Exercise task
Please copy the part of the records below that opens with the line containing "I'd like to know where the beige" and closes with the line containing "[373,360,396,442]", both lines included, with the requests kept as they are. Scale every box coordinate in the answers by 2.55 and round each result to a whole number, rounding halves up.

....

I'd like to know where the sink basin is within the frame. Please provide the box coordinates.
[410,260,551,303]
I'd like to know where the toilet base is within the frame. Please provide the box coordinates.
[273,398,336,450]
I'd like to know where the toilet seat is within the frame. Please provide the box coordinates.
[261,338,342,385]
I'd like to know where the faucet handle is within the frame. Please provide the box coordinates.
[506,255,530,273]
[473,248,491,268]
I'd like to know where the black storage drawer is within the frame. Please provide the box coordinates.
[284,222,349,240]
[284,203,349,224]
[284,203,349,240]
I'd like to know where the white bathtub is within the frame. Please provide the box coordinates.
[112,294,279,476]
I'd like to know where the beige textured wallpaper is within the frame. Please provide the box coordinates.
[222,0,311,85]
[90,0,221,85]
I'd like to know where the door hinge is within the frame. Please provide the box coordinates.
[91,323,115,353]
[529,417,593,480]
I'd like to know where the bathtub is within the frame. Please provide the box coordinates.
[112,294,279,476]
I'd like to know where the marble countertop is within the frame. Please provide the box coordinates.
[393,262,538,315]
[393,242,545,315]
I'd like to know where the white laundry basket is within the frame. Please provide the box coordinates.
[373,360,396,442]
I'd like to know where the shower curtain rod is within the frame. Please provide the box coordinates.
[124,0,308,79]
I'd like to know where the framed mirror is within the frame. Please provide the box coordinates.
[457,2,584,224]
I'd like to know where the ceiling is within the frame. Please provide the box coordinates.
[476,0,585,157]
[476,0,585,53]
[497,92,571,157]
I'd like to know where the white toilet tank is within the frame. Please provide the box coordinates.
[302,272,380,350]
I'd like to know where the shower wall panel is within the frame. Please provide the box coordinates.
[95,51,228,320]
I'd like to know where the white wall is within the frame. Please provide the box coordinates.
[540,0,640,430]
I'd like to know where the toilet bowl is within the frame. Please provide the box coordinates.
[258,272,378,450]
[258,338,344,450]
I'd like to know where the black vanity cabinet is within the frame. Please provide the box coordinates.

....

Written answer
I'd like to know where the beige textured wallpaper is within the frame. Please provide the box coordinates.
[566,0,793,217]
[230,0,564,217]
I'd like to know where the door hinge is within the frame. Please provide the box coordinates.
[232,824,293,900]
[1349,1063,1512,1224]
I'd like to know where the bathtub is within the frame. Please provide the box coordinates.
[286,750,711,1214]
I'd like to know where the marble countertop is within the frame. Please provide the box coordinates.
[1002,668,1372,803]
[1002,617,1390,803]
I'd like to know where the white laundry basket is within the frame. Please provide the box coordinates.
[951,918,1010,1127]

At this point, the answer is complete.